TASK:
Extract from the records every line that contains the string "gray", copying each one in full.

----- INFORMATION PROVIDED -----

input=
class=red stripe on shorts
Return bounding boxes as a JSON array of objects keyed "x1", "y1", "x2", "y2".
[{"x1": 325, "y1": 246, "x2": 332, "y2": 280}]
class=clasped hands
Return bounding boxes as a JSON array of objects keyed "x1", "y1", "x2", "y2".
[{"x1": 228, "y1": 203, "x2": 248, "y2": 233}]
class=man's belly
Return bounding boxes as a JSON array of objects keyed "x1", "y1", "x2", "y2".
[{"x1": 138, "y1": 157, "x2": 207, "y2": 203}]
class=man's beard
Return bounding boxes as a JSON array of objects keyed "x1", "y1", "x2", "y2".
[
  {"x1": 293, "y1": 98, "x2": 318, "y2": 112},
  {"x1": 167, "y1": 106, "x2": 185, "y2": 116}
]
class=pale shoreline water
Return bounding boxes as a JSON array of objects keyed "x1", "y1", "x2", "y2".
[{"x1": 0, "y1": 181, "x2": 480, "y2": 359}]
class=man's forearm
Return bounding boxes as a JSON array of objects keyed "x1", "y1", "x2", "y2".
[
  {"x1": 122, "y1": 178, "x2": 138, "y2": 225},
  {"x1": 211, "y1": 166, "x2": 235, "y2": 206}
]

-----
----- INFORMATION PROVIDED -----

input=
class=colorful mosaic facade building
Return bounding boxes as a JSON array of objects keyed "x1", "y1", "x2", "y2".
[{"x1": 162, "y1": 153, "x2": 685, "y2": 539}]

-----
----- INFORMATION PROVIDED -----

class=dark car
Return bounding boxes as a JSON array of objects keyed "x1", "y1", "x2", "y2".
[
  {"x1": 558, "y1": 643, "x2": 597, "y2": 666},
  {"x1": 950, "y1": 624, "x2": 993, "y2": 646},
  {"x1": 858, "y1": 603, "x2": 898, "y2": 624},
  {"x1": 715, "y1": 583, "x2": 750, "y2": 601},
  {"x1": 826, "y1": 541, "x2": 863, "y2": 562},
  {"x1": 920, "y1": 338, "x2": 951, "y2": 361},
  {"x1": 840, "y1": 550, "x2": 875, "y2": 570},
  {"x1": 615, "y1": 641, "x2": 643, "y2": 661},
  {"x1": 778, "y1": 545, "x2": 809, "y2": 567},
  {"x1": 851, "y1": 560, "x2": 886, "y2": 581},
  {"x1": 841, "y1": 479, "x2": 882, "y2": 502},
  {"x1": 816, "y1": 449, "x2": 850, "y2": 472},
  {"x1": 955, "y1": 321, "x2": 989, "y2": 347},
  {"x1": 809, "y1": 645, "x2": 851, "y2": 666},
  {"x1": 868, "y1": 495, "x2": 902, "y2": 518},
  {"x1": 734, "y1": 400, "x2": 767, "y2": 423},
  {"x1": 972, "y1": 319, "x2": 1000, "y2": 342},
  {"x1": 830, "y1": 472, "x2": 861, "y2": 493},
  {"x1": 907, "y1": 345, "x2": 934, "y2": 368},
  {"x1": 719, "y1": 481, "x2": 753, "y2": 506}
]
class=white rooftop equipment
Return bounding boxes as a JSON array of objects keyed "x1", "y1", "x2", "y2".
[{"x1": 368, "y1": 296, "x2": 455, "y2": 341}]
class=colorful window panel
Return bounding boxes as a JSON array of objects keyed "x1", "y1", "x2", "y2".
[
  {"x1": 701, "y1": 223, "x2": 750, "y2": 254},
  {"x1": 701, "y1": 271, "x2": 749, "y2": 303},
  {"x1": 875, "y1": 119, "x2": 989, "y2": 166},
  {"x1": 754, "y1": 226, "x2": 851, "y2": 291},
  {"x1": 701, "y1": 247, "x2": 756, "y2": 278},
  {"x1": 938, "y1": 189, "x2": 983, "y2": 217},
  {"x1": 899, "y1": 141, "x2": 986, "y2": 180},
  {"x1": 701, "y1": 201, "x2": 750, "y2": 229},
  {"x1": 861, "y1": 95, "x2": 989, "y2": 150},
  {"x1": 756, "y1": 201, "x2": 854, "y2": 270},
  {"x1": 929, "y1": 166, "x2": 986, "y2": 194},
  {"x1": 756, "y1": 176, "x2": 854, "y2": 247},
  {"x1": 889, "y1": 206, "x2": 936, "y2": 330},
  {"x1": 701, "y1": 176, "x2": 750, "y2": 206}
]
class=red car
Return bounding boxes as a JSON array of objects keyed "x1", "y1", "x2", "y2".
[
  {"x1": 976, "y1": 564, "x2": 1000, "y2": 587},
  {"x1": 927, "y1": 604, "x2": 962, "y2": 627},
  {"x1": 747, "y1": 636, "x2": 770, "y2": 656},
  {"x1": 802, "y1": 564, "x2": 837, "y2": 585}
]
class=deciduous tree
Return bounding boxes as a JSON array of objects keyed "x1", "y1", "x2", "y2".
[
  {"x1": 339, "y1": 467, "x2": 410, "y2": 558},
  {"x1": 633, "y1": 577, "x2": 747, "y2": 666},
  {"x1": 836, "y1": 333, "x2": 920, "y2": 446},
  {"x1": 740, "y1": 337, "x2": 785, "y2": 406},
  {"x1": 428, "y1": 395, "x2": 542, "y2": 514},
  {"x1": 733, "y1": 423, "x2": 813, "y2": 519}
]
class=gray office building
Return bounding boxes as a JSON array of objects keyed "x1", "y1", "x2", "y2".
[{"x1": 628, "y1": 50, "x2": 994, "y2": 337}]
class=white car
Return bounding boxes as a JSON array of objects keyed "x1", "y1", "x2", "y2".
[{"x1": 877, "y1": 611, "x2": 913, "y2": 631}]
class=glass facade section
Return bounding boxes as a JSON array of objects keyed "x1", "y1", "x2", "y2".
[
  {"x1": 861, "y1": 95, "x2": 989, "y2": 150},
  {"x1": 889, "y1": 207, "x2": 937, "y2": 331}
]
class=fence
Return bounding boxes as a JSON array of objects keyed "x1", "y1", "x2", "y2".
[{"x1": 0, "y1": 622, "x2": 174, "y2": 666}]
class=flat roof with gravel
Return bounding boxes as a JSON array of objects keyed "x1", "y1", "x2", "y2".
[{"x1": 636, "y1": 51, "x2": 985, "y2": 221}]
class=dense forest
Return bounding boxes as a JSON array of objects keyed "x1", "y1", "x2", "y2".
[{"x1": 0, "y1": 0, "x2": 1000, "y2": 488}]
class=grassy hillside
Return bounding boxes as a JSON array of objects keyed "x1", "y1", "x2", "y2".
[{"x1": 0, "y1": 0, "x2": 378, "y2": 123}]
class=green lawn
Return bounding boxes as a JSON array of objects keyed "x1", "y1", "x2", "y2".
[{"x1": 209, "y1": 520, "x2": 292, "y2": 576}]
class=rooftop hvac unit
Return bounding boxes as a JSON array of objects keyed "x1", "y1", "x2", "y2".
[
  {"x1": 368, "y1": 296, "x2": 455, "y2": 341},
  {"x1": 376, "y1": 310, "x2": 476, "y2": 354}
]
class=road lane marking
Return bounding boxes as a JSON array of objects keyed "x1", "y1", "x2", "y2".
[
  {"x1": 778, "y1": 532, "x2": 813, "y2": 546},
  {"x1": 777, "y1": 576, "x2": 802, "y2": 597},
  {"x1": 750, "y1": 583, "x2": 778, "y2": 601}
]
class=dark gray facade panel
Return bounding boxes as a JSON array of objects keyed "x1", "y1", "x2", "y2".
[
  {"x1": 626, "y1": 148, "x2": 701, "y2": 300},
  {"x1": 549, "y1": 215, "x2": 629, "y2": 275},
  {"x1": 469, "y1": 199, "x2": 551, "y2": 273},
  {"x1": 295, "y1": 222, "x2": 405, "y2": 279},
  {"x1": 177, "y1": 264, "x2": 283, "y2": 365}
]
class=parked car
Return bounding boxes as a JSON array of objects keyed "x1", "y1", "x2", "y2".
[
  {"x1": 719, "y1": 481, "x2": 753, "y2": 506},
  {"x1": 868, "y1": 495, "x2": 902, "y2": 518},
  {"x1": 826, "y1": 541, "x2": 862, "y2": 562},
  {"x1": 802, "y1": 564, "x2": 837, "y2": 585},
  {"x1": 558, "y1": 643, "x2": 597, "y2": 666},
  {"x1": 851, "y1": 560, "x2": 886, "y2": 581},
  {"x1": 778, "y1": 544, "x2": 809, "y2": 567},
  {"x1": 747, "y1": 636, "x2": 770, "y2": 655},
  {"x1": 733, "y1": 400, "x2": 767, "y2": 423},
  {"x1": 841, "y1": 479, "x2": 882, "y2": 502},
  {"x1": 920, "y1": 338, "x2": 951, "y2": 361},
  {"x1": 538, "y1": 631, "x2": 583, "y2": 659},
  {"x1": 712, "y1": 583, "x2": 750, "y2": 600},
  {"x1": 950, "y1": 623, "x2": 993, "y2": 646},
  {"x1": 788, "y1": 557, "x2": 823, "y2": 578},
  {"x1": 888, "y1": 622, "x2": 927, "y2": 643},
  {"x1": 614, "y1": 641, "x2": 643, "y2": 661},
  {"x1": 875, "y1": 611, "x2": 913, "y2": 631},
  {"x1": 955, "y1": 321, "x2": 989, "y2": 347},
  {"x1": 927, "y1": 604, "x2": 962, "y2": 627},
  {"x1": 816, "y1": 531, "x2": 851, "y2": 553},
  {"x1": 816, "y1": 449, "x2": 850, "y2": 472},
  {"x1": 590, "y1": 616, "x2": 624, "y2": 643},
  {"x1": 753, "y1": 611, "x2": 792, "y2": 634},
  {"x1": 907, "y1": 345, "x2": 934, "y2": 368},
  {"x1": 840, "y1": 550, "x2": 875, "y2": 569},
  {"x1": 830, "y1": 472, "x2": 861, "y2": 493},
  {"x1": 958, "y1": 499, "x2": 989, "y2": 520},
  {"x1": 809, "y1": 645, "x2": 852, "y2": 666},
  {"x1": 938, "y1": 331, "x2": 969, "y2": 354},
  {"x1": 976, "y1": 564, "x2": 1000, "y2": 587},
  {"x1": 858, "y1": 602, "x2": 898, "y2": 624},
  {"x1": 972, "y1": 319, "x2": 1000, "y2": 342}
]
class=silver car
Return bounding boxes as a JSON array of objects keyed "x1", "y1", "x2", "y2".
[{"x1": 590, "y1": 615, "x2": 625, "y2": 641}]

-----

EXERCISE RESPONSE:
class=gray office building
class=dark gray facade panel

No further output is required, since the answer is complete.